** start of THE RECORDS **
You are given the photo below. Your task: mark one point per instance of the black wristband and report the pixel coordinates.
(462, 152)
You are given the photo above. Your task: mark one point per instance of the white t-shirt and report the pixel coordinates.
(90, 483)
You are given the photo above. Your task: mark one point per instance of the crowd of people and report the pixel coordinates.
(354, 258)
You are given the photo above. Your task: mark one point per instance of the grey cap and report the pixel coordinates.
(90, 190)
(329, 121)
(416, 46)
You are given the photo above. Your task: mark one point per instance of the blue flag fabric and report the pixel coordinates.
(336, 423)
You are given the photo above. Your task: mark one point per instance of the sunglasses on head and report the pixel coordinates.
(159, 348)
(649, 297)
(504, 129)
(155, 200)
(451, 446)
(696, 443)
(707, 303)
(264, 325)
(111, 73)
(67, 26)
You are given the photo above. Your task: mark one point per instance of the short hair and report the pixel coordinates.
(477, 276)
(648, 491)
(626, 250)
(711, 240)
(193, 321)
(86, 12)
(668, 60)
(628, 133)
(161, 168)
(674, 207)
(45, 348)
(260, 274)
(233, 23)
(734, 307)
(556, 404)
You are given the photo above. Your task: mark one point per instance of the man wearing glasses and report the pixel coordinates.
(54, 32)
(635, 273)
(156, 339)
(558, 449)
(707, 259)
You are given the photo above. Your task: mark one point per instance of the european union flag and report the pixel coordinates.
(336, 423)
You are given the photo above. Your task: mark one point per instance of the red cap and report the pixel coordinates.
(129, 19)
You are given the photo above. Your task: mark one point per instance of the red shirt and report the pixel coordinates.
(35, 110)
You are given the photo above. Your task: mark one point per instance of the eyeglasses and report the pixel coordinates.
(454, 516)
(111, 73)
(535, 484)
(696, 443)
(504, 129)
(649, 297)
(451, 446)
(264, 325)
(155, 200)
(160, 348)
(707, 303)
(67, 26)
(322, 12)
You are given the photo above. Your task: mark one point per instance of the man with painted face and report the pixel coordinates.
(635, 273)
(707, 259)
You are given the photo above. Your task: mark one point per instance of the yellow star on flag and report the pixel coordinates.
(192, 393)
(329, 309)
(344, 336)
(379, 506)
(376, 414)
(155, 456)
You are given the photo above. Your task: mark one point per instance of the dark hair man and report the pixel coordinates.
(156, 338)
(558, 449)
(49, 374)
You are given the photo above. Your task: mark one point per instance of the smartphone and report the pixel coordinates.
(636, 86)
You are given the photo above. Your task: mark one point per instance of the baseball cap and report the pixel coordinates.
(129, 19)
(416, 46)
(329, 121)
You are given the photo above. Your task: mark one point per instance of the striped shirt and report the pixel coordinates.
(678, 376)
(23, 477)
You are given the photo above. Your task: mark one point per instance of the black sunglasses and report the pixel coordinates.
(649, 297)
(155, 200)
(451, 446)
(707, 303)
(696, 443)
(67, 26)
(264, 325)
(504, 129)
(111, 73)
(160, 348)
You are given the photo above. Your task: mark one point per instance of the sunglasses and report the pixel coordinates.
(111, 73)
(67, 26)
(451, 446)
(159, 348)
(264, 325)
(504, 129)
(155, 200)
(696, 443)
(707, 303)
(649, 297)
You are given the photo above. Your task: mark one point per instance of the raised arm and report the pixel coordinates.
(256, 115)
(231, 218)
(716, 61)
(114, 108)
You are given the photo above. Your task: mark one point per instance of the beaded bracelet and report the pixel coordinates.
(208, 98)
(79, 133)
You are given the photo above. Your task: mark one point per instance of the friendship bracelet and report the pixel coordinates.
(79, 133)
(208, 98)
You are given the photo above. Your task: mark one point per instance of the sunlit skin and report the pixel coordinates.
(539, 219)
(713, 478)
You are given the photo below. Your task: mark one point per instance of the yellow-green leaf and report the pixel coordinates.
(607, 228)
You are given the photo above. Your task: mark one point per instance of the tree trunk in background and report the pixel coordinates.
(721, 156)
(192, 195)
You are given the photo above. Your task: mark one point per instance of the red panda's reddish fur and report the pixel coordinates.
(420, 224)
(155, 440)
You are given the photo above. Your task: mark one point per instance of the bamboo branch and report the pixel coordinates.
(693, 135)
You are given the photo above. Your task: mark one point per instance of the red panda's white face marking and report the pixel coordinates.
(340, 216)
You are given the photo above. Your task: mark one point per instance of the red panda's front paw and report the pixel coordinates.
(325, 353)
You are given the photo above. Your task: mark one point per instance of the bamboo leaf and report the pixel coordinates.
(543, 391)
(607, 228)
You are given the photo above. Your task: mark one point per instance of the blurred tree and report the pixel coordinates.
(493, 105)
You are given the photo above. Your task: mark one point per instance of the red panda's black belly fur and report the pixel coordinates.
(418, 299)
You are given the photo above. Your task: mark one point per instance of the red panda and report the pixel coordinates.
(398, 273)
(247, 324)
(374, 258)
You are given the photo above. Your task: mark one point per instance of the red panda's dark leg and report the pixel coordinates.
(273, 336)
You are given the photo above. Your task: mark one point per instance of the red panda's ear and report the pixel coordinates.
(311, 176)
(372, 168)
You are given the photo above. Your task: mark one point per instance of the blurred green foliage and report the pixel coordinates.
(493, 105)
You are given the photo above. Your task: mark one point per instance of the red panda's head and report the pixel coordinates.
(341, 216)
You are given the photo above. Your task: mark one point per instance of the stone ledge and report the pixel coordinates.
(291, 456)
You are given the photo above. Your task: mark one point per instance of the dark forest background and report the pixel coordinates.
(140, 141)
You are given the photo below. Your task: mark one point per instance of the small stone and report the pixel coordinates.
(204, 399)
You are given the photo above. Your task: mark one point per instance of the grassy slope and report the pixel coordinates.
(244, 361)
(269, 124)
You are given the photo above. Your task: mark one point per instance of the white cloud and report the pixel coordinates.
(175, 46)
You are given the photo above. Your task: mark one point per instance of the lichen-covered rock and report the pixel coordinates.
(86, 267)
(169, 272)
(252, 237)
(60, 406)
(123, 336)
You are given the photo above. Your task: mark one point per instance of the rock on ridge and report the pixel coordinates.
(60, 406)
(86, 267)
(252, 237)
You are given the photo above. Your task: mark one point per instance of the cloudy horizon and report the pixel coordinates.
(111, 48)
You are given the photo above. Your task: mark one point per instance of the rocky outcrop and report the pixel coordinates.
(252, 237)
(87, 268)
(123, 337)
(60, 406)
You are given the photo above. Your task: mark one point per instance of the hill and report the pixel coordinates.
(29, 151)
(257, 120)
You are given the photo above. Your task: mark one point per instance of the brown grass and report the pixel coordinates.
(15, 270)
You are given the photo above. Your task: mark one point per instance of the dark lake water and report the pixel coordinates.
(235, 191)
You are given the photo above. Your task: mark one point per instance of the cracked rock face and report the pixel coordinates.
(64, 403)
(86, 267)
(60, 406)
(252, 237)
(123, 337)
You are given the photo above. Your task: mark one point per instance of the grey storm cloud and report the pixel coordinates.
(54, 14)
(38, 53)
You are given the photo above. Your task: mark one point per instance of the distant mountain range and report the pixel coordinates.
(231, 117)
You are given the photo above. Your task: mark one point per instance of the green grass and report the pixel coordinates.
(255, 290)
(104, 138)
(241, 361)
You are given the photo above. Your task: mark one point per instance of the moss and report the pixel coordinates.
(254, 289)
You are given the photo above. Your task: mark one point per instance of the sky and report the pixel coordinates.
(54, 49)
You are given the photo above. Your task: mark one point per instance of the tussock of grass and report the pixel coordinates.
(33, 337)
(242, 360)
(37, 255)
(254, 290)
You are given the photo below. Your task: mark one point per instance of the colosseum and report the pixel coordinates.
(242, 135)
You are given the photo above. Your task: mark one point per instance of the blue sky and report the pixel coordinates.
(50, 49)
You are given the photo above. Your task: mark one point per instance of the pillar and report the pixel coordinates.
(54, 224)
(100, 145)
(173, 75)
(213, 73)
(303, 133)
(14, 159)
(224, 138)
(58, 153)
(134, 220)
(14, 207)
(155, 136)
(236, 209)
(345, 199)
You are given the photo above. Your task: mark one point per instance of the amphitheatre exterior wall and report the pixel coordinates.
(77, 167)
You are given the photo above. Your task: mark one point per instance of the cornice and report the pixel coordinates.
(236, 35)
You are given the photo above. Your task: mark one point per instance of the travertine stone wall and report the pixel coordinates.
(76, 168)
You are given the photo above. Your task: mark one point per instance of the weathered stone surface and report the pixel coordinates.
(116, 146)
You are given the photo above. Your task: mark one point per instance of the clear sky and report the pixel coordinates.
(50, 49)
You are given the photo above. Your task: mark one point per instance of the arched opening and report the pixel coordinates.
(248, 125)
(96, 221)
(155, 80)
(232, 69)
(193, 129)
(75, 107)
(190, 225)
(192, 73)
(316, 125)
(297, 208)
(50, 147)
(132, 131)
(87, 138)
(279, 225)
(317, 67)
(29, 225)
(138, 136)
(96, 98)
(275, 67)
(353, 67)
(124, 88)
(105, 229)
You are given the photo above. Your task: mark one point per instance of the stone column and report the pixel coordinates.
** end of THE RECORDS **
• **INSTRUCTIONS TO FOLLOW**
The lines to reproduce run from the line containing "of grass and report the pixel coordinates." to the end of the listing; write them out exactly and add nothing.

• **EXERCISE OUTPUT**
You are given the photo above. Your task: mark one point per instance of the tussock of grass and report the pixel coordinates.
(33, 337)
(242, 360)
(37, 255)
(254, 290)
You are given the photo below. Your task: mark one point per instance of the colosseum and report the pixel coordinates.
(242, 135)
You are given the photo above. Your task: mark one point per instance of the blue sky and report the pixel coordinates.
(50, 49)
You are given the photo above. Your task: mark one point per instance of the pillar and report the pixel coordinates.
(54, 224)
(100, 145)
(173, 75)
(213, 73)
(303, 133)
(14, 159)
(224, 138)
(58, 153)
(134, 220)
(14, 207)
(155, 136)
(236, 209)
(345, 199)
You are given the photo above. Your task: mark one point per instance of the amphitheatre exterior wall and report the pixel coordinates.
(77, 167)
You are given the photo above. Your task: mark one point per instance of the cornice and report the pixel coordinates.
(236, 35)
You are given the photo above. Your task: mark one point per instance of the travertine stone wall and report the pixel coordinates.
(76, 168)
You are given the photo above. Your task: mark one point per instance of the weathered stone surface and report the pixel coordinates.
(116, 146)
You are given the photo above. Your task: mark one point per instance of the clear sky and report the pixel coordinates.
(50, 49)
You are given the photo above. Your task: mark one point per instance of the arched opening and report the pixel coordinates.
(248, 125)
(96, 221)
(155, 80)
(232, 69)
(193, 129)
(75, 107)
(190, 225)
(192, 73)
(316, 125)
(297, 208)
(50, 147)
(132, 131)
(87, 138)
(279, 225)
(317, 67)
(29, 225)
(138, 136)
(96, 98)
(275, 67)
(353, 67)
(124, 88)
(105, 229)
You are given the photo above. Your task: mark one point per instance of the stone column and report the pixel coordinates.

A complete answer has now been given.